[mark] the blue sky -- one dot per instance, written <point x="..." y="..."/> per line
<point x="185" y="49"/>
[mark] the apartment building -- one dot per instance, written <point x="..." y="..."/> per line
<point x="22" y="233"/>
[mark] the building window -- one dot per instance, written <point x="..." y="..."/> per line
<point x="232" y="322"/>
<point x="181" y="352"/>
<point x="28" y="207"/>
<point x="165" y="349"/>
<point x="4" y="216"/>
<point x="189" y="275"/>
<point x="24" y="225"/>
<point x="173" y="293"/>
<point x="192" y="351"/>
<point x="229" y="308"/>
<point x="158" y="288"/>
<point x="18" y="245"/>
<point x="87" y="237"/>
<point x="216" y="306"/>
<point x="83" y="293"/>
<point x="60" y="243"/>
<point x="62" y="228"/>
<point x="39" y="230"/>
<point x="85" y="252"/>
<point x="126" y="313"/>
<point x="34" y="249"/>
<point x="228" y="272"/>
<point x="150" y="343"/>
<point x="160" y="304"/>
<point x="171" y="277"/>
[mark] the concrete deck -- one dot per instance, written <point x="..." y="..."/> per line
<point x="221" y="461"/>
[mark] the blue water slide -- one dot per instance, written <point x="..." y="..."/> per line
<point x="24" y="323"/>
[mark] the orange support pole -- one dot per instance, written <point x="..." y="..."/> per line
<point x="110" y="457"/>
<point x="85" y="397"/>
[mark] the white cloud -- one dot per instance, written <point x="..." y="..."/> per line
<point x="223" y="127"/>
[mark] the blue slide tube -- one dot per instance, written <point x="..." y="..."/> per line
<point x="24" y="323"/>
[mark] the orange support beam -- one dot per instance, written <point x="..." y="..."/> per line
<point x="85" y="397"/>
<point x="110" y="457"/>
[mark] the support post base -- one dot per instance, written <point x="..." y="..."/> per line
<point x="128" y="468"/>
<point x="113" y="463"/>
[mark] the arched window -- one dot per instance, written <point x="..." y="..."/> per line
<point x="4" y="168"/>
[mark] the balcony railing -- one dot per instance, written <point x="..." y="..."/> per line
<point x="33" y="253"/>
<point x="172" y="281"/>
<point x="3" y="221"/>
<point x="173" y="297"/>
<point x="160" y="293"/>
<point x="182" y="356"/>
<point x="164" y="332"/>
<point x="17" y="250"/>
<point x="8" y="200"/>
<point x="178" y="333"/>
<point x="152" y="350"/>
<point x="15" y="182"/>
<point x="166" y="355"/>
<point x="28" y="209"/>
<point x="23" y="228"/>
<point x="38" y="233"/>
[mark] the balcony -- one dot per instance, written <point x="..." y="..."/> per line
########
What to work on ▸ Copy all of the records above word for word, keeping every line in its original order and form.

Reply ▸
[mark] the blue sky -- one dot per instance, written <point x="..." y="..."/> per line
<point x="185" y="49"/>
[mark] the apartment building -- one dot per instance, written <point x="..." y="..."/> per line
<point x="22" y="233"/>
[mark] the building window -- one dot per instance, written <point x="..." y="..."/> per line
<point x="232" y="322"/>
<point x="181" y="352"/>
<point x="28" y="207"/>
<point x="165" y="349"/>
<point x="4" y="216"/>
<point x="189" y="275"/>
<point x="24" y="225"/>
<point x="173" y="293"/>
<point x="192" y="351"/>
<point x="229" y="308"/>
<point x="158" y="288"/>
<point x="18" y="245"/>
<point x="87" y="237"/>
<point x="216" y="306"/>
<point x="83" y="293"/>
<point x="60" y="243"/>
<point x="62" y="228"/>
<point x="39" y="230"/>
<point x="85" y="252"/>
<point x="126" y="313"/>
<point x="34" y="249"/>
<point x="228" y="272"/>
<point x="150" y="343"/>
<point x="160" y="304"/>
<point x="171" y="277"/>
[mark] the concrete deck -- one dot per instance, written <point x="..." y="..."/> per line
<point x="221" y="461"/>
[mark] the blue water slide -- one dot per instance, written <point x="..." y="..."/> per line
<point x="24" y="323"/>
[mark] the orange support pole -- one dot per instance, written <point x="..." y="..."/> per line
<point x="110" y="457"/>
<point x="85" y="397"/>
[mark] the white cloud -- one dot per instance, written <point x="..." y="..."/> per line
<point x="223" y="127"/>
[mark] the blue slide tube -- one dot per instance, written <point x="..." y="..."/> per line
<point x="24" y="323"/>
[mark] the orange support beam -- one dot per instance, written <point x="..." y="..."/> per line
<point x="85" y="397"/>
<point x="110" y="457"/>
[mark] the support post base -- one dot per instance, written <point x="..." y="..."/> per line
<point x="128" y="468"/>
<point x="113" y="463"/>
[mark] the arched window -- one dot per instance, written <point x="..." y="..."/> per line
<point x="4" y="168"/>
[mark] the balcony railing -- one dot per instance, written <point x="..." y="..."/> per line
<point x="33" y="253"/>
<point x="172" y="281"/>
<point x="3" y="221"/>
<point x="173" y="297"/>
<point x="160" y="293"/>
<point x="182" y="356"/>
<point x="164" y="332"/>
<point x="17" y="250"/>
<point x="8" y="200"/>
<point x="178" y="333"/>
<point x="152" y="350"/>
<point x="15" y="182"/>
<point x="166" y="355"/>
<point x="28" y="209"/>
<point x="23" y="228"/>
<point x="38" y="233"/>
[mark] the balcony -- one dot per instance, written <point x="..." y="..."/> per line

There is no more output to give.